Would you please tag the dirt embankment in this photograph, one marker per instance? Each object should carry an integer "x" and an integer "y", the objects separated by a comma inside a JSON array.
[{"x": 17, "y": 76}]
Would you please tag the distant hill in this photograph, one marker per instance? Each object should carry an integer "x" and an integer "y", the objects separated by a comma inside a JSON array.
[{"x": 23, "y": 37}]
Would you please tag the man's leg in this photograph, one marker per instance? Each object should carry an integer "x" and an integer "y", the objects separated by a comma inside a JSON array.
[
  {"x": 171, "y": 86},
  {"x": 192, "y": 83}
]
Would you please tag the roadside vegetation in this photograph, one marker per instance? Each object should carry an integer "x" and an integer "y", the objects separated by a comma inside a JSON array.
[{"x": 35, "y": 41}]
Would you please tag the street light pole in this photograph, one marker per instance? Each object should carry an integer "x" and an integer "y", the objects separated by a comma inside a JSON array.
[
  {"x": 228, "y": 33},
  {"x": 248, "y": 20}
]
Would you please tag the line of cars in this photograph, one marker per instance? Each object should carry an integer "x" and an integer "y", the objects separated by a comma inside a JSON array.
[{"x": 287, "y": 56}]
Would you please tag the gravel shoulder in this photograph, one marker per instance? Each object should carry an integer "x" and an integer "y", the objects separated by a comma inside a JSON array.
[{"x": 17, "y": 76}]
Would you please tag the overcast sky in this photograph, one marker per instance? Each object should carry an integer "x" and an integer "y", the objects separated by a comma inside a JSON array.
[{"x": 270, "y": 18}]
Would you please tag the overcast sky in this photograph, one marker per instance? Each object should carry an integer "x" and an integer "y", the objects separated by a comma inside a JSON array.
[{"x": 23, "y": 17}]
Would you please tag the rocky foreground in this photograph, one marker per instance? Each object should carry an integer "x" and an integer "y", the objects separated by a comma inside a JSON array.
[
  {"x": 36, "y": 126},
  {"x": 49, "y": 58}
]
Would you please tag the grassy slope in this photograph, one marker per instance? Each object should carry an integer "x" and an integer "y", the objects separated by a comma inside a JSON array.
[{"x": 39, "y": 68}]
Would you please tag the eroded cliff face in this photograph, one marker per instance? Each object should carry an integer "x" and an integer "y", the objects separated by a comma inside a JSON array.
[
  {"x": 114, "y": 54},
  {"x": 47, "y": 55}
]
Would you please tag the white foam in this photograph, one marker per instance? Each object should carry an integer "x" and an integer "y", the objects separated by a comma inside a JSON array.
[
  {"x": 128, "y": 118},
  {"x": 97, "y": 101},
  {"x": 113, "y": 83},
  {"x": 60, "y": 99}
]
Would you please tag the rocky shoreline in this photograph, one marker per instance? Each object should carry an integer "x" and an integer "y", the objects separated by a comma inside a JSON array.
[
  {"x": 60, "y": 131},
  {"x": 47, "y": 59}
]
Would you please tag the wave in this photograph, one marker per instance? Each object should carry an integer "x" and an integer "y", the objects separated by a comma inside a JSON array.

[Your instructions] Please output the complete data exactly.

[Solution to the exercise]
Would you please tag the dirt embankment in this photograph, one marker per instance? Each object should carry an integer "x" and an integer "y", the objects separated by a comma inside a JSON array.
[{"x": 17, "y": 76}]
Would you please tag the distant hill in this photograph, one marker per instance? Each object should carry an integer "x" and an integer "y", the objects separated by a comma inside a JSON array.
[{"x": 23, "y": 37}]
Would you please tag the man's leg in this photograph, one marker per instance? Each object should carry an integer "x" and an integer "y", the objects separated by a comma inside a JSON array.
[
  {"x": 171, "y": 86},
  {"x": 192, "y": 83}
]
Would you please tag the roadside vegetation in this photograph, one marker per instance? Each object should carry an integer "x" and an integer "y", the objects separated by a comma inside a JSON array.
[{"x": 35, "y": 41}]
Would you please tag the street light pole in this photograph, one marker per instance? Each object should carry an integer "x" and an integer "y", the objects separated by a comma inside a JSON array.
[
  {"x": 228, "y": 33},
  {"x": 248, "y": 20}
]
Would you please tag the line of cars in this photograph, one marker per instance? Each object should carry an integer "x" and an integer "y", the objects separated by a comma inside a JSON array.
[{"x": 287, "y": 56}]
Would you please tag the gravel shoulder in this photograph, one marker per instance? Each object should carry an integer "x" and an integer "y", the objects separated by a comma inside a JSON array.
[{"x": 17, "y": 76}]
Would you please tag the overcast sky in this photograph, one marker per instance? Each object should carry an integer "x" and an integer "y", the objects separated by a comma inside a JSON array.
[{"x": 270, "y": 18}]
Would you please tag the overcast sky in this photograph, one marker per instance? Each object should carry an integer "x" and an integer "y", the objects separated by a comma inside a JSON array.
[{"x": 23, "y": 17}]
Would you please tag the rocky foreground in this photograph, one marker per instance? Each object should carry an integer "x" and an integer "y", the objects separated by a comma inside a JSON array.
[
  {"x": 36, "y": 126},
  {"x": 49, "y": 58}
]
Would you please tag the grassy slope in this photograph, one marker per instance? Each object should carry an integer "x" and an integer "y", the objects separated by a comma inside a JSON array.
[{"x": 39, "y": 68}]
Would you please tag the eroded cliff face in this photograph, one marker per instance? Each object should carry an integer "x" and an integer "y", the objects separated by a comma inside a JSON array.
[
  {"x": 114, "y": 54},
  {"x": 47, "y": 55}
]
Would you please tag the white foam in this photograph, one marker per instance? Each object should carry an integer "x" and an integer "y", the objects separated by a comma inside a JSON array.
[
  {"x": 128, "y": 118},
  {"x": 97, "y": 101},
  {"x": 113, "y": 83},
  {"x": 60, "y": 99}
]
Would you please tag the rocky shoreline in this photograph, one marker per instance? Each object should carry an integer "x" and an integer "y", the objects separated by a comma inside a JSON array.
[
  {"x": 60, "y": 131},
  {"x": 47, "y": 59}
]
Would you please tag the wave in this photograph, one marker per instance? Each object should carry an integer "x" and an integer "y", the objects separated by a comma inside a JSON array.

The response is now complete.